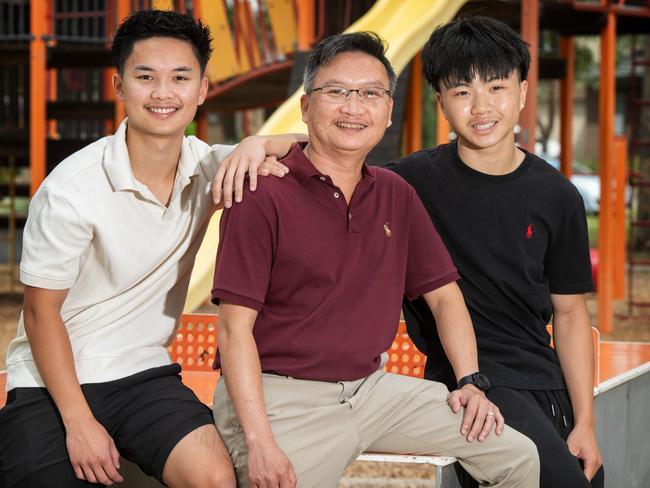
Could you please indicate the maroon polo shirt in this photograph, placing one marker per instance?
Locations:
(327, 278)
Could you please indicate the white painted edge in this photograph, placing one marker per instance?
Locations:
(622, 378)
(406, 458)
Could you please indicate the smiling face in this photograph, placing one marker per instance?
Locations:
(161, 87)
(484, 113)
(351, 127)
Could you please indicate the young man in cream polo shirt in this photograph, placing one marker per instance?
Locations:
(108, 250)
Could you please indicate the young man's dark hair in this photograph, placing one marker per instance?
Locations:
(478, 45)
(146, 24)
(365, 42)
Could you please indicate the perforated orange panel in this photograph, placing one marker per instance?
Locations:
(403, 357)
(195, 344)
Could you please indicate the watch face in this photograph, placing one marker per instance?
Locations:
(481, 382)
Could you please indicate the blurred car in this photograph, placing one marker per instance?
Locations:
(584, 179)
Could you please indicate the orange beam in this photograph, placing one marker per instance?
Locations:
(202, 125)
(530, 34)
(37, 94)
(607, 107)
(414, 108)
(306, 20)
(620, 234)
(567, 51)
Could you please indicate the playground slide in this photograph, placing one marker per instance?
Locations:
(406, 26)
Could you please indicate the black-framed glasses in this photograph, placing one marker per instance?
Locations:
(339, 94)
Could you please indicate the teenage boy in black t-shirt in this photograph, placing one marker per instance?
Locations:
(516, 230)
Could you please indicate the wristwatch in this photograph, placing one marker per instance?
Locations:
(479, 380)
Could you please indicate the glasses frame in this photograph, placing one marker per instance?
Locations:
(353, 90)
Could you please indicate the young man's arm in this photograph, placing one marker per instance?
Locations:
(253, 155)
(574, 347)
(240, 365)
(457, 337)
(92, 451)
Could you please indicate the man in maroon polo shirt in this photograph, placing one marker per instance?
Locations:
(310, 278)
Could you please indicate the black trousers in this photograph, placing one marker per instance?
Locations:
(546, 418)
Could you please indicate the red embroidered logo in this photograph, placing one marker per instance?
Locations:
(529, 231)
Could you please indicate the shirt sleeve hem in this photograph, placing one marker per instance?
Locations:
(432, 285)
(219, 294)
(38, 281)
(572, 289)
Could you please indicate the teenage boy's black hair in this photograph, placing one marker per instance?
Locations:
(479, 46)
(330, 47)
(146, 24)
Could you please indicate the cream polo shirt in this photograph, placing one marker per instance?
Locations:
(125, 257)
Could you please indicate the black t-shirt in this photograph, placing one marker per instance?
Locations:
(515, 239)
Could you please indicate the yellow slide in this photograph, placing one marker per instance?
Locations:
(406, 26)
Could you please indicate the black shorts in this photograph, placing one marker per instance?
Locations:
(146, 414)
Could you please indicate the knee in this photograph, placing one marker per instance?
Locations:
(525, 460)
(214, 479)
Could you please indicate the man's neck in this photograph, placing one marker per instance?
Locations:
(154, 161)
(497, 160)
(344, 169)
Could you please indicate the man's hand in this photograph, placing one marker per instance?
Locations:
(268, 467)
(480, 416)
(582, 444)
(92, 452)
(249, 157)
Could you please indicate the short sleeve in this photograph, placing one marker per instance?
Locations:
(213, 158)
(429, 265)
(55, 240)
(568, 266)
(247, 243)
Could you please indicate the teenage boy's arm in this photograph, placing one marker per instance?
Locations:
(92, 451)
(457, 337)
(253, 155)
(574, 347)
(268, 466)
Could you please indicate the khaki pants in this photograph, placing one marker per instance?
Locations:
(322, 427)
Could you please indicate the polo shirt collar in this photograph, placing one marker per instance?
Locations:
(118, 164)
(304, 170)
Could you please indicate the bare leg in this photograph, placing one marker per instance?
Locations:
(199, 460)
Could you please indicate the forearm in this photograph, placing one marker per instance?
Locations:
(240, 366)
(573, 344)
(454, 328)
(53, 356)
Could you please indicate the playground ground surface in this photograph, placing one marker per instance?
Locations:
(633, 326)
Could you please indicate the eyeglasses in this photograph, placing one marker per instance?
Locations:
(338, 94)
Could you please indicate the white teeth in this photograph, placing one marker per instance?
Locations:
(487, 125)
(348, 125)
(162, 110)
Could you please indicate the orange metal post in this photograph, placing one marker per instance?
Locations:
(306, 18)
(202, 125)
(567, 50)
(607, 107)
(37, 94)
(620, 235)
(414, 108)
(442, 126)
(530, 33)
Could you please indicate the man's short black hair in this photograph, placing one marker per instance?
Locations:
(479, 46)
(330, 47)
(146, 24)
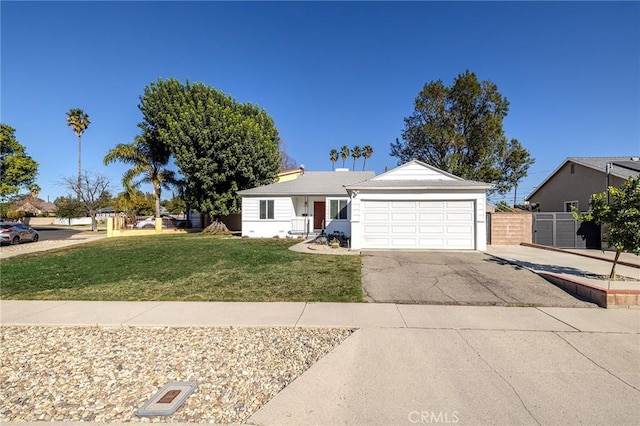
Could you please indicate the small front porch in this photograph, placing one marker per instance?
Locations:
(309, 215)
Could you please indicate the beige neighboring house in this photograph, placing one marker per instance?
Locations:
(577, 178)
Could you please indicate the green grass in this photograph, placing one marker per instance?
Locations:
(194, 267)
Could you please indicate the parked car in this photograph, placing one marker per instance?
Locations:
(16, 233)
(167, 222)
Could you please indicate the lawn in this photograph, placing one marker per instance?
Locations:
(194, 267)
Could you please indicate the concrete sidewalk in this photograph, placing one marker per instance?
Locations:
(301, 314)
(417, 364)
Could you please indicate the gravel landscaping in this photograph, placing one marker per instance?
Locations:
(105, 374)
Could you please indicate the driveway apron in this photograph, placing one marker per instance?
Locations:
(456, 278)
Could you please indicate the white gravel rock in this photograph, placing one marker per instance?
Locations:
(105, 374)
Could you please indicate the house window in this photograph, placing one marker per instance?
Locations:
(266, 209)
(569, 204)
(338, 209)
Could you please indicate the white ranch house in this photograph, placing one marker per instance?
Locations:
(414, 206)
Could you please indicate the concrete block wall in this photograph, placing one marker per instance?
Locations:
(511, 228)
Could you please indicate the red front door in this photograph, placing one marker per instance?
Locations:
(318, 214)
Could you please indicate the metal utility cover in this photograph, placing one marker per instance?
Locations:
(167, 400)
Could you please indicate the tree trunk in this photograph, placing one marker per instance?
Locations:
(156, 195)
(94, 222)
(79, 165)
(612, 275)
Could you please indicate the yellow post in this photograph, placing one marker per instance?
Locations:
(109, 227)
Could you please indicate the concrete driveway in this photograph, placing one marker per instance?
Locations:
(456, 278)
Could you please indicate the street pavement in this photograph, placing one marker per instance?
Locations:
(418, 364)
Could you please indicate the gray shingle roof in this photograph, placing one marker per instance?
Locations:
(311, 183)
(419, 184)
(596, 163)
(600, 163)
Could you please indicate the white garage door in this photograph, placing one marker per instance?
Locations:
(418, 224)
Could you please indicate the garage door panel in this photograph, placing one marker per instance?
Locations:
(403, 242)
(407, 229)
(459, 230)
(431, 243)
(403, 205)
(431, 217)
(419, 224)
(459, 217)
(461, 243)
(404, 217)
(378, 229)
(459, 204)
(376, 205)
(431, 229)
(372, 242)
(376, 216)
(431, 205)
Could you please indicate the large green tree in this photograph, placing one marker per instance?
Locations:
(17, 169)
(221, 146)
(621, 216)
(367, 152)
(148, 159)
(459, 129)
(333, 157)
(69, 208)
(93, 193)
(78, 120)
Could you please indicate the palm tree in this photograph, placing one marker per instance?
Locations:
(344, 153)
(148, 158)
(78, 120)
(356, 153)
(333, 156)
(367, 152)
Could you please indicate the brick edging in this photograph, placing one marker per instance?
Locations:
(620, 262)
(603, 297)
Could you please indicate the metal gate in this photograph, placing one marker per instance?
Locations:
(563, 231)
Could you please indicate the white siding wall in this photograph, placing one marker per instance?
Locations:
(343, 226)
(280, 225)
(479, 198)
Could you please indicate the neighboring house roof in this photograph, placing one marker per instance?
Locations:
(311, 183)
(623, 167)
(33, 205)
(286, 175)
(431, 178)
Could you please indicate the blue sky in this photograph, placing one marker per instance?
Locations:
(329, 73)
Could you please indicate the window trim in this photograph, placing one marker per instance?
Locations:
(339, 210)
(568, 204)
(267, 203)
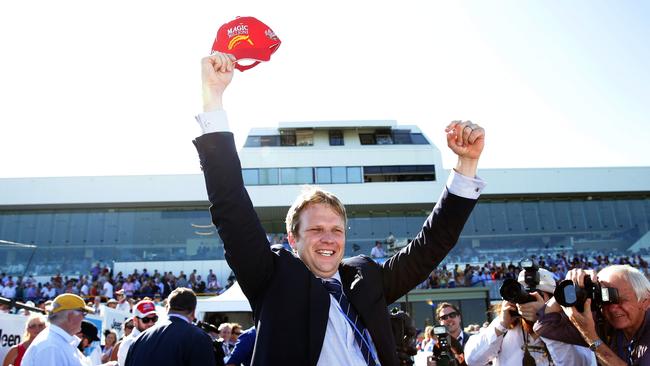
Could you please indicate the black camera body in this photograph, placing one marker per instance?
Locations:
(442, 353)
(569, 294)
(511, 290)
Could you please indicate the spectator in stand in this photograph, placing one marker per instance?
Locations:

## What the exercise asks:
With "green" as the string to find, copy every line of the records that holds it.

## Task solution:
Could you please indicate the green grass in this photograph, placing one marker per instance?
Could you please indicate the large green tree in this photograph, placing one marker per instance?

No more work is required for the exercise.